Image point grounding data
----------

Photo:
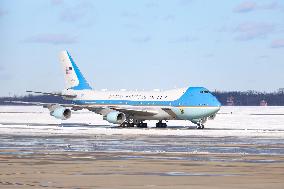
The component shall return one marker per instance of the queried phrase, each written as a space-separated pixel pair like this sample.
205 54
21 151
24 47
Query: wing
53 94
103 110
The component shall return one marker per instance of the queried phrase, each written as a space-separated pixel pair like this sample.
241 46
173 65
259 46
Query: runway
39 152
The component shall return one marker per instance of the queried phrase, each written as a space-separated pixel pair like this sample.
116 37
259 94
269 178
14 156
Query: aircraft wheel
200 126
142 125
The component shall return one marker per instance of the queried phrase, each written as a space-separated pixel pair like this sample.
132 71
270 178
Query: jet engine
115 117
60 112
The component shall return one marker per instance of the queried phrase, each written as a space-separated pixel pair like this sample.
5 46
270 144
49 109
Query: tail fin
74 79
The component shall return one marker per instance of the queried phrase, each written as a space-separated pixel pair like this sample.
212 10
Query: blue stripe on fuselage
194 96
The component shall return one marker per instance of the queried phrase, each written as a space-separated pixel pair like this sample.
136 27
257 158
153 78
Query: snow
230 121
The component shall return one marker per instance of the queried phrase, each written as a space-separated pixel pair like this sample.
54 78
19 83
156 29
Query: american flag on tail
68 70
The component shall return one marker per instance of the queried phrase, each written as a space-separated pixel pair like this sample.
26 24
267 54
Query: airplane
130 108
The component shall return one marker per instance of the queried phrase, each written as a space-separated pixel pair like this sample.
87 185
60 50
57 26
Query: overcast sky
220 44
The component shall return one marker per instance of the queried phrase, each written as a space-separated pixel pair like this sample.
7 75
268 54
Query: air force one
131 108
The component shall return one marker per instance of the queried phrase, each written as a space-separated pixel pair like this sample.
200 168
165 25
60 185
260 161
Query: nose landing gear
160 124
200 126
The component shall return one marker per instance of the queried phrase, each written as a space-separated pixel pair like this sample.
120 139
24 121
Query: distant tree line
249 98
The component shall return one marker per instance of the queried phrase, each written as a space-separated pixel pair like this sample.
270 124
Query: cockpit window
204 91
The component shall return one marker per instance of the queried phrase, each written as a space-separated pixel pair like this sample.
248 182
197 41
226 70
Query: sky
147 44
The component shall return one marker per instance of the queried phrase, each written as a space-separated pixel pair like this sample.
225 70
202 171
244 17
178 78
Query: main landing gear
160 124
134 123
200 126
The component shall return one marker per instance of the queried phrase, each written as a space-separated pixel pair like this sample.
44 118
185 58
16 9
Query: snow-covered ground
230 121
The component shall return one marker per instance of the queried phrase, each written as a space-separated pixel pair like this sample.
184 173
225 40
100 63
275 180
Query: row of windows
138 97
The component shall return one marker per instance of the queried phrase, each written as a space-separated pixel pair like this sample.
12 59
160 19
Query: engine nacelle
115 117
60 112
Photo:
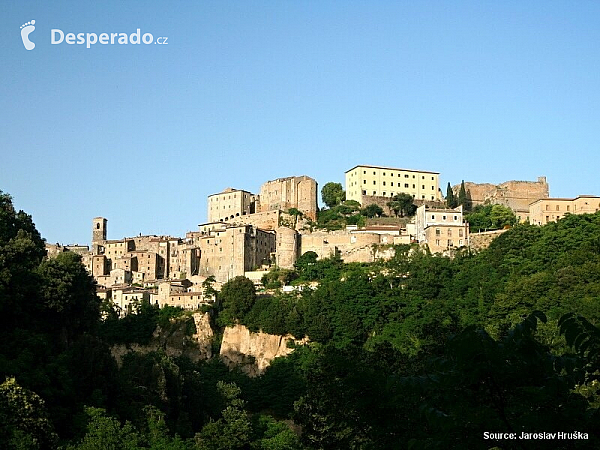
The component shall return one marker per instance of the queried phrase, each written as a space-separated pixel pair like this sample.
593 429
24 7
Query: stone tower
287 245
98 233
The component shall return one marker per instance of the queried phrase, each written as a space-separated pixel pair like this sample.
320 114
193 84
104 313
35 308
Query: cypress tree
450 198
462 195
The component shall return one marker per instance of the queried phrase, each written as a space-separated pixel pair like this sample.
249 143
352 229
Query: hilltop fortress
246 233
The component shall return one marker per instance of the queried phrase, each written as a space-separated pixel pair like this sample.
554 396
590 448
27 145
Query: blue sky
246 92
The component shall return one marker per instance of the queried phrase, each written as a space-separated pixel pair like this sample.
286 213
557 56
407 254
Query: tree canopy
333 194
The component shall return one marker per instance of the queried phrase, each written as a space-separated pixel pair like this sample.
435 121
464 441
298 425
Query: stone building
375 181
231 203
291 192
441 229
349 245
287 247
548 210
517 195
232 251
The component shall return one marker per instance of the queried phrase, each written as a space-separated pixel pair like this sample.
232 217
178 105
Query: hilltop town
248 234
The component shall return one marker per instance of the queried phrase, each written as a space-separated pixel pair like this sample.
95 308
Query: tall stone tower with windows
98 234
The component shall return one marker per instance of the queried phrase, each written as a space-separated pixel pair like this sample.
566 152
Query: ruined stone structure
291 192
375 181
482 240
517 195
349 245
548 210
229 252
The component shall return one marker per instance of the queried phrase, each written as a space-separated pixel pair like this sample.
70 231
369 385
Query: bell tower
98 233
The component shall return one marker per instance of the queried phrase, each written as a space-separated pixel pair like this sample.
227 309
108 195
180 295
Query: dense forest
421 351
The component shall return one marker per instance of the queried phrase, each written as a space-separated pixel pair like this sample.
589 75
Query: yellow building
231 203
548 210
375 181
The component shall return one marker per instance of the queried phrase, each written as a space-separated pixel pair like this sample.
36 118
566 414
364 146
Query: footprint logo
26 30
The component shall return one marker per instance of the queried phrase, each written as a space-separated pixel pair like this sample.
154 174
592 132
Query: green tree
490 217
106 432
451 200
71 306
231 431
24 421
236 299
372 210
462 196
333 194
402 204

----------

### Exercise aim
Leave out all images, then reproduce the entries above exactly.

### Result of the exercise
Photo:
The component shall return one marker per instance of the queried phrase, each written as a space-separated pixel pair like this sample.
205 54
21 151
24 47
Query: wing
53 94
103 110
The component shall return one marker per instance of the queried phrase, each written as a space-separated pixel pair like this sample.
241 46
173 65
259 46
Query: runway
39 152
The component shall return one marker per instance of the queried phrase, each written as a space-separated pixel pair like this sample.
116 37
259 94
269 178
14 156
Query: aircraft wheel
200 126
142 125
The component shall return one marker per instance of the queried phrase, each written as a space-separated pixel pair like this sample.
132 71
270 178
Query: jet engine
115 117
60 112
The component shall return one marker per instance of the queried phrase, each written as a space-separated pixel pair like this sample.
5 46
270 144
49 109
Query: tail fin
74 79
The component shall return one marker per instance of the queried phrase, each written as a space-separated pixel pair like this sample.
212 10
Query: blue stripe on fuselage
194 96
The component shall return one marker per instance of the queried phrase, each written as a space-separated pixel pair like this sample.
136 27
257 158
153 78
Query: snow
230 121
The component shall return one marker per instance of the queried phrase, each written as a space-separated pixel pair like this sample.
54 78
19 83
156 29
Query: american flag on tail
68 70
The component shall return one marker per instance of the queried phrase, each written as a space-separated pixel pair like this sample.
26 24
267 54
Query: airplane
130 108
The component shall return one marker per instance of the queried phrase, each written as a space-separated pixel pair like this sample.
87 185
60 50
57 26
Query: overcast sky
220 44
The component shall return one marker per instance of the queried phrase, each written as a space-separated pixel pair like this sample.
7 75
268 54
Query: air force one
131 108
The component shall return one marker per instance of the queried phrase, each written as a space-separated pixel pair like this sample.
200 168
165 25
60 185
260 161
Query: nose landing gear
160 124
200 126
The component shall return one marker per instance of the queried phrase, each written as a space-separated pixel pair like this sample.
120 139
24 121
Query: distant tree line
249 98
The component shall return one marker per instance of the queried phrase, each written as a space-separated pixel pair like this sample.
270 124
Query: cockpit window
204 91
The component shall return one marker per instance of the queried phrase, each written as a space-separated pixel pair like this sample.
248 182
197 41
226 70
Query: sky
147 44
The component shall return one marker per instance of the queried phrase, each written as a space-separated pixel pair like this sample.
225 70
202 171
244 17
178 78
Query: main landing gear
160 124
134 123
200 126
The component shall return one marker per instance of the queried phrase, each written as a space-separated pixel pair like this sample.
44 118
185 58
16 9
Query: snow-covered ground
230 121
The component shall return one marker per instance of the queried phrase, each written as a space-separated pixel pair like this sample.
184 173
225 40
100 63
275 180
Query: row of windows
138 97
The component shall return one marker per instance of the queried phrase, each written as a space-separated pixel pair like this sample.
12 59
160 19
Query: engine nacelle
115 117
60 112
Photo:
The component shall return one marker per instance of the queried phrase, each written as a space-separated pixel pair like this sample.
593 429
24 7
Query: stone tower
287 245
98 233
The component shall return one marker per instance of the queried phrase, each written as a space-separated pixel pair like this sample.
320 114
193 84
104 313
35 308
Query: cypress tree
450 198
462 195
The component shall return one marker per instance of the queried phrase, each written as a space-separated pixel pair like this sample.
249 143
352 229
Query: hilltop fortress
246 233
The component shall return one marker per instance of the queried phrase, each written as a space-separated pixel pair like this sample.
554 396
590 448
27 145
Query: blue sky
246 92
The component shall return one marker per instance of the queried phrase, each written as a space-separated pixel pair like this sample.
286 213
557 56
407 254
Query: tree canopy
333 194
The component shall return one marker per instance of the queried phrase, each written as a space-separated pixel pair like this sample.
435 121
464 441
298 425
Query: stone building
375 181
231 203
291 192
441 229
349 245
287 247
548 210
517 195
232 251
The component shall return one marker per instance of the queried phrase, each written as a space-separated pixel pair like this sample.
232 217
178 105
Query: hilltop town
248 234
The component shall return one marker per instance of the queried phrase, each written as a space-separated pixel pair like this sample.
95 308
Query: tall stone tower with windows
98 234
The component shall return one marker per instance of the queried phrase, each written as a space-separated pixel pair like this sample.
566 152
Query: ruined stone structure
291 192
375 181
482 240
517 195
349 245
548 210
229 252
The component shall return one marker per instance of the queried phrase, each written as a space-separated pixel pair like this sample.
70 231
369 385
Query: bell tower
98 233
The component shall return one marker per instance of the queried phrase, each written as a space-separated pixel pair like this sample.
227 309
108 195
180 295
Query: dense forest
421 351
The component shall return one marker per instance of the queried phrase, each written as a space-separated pixel pair like this sample.
589 75
Query: yellow building
231 203
548 210
375 181
The component shall return one marker per instance of the queried phrase, each written as a space-separated pixel pair like this sample.
36 118
566 414
364 146
Query: footprint logo
26 30
The component shall return one marker per instance of the queried phrase, each written as a space-separated pixel pair like this sample.
154 174
592 132
Query: green tree
490 217
106 432
451 200
71 306
231 431
24 421
236 299
372 210
462 196
333 194
402 204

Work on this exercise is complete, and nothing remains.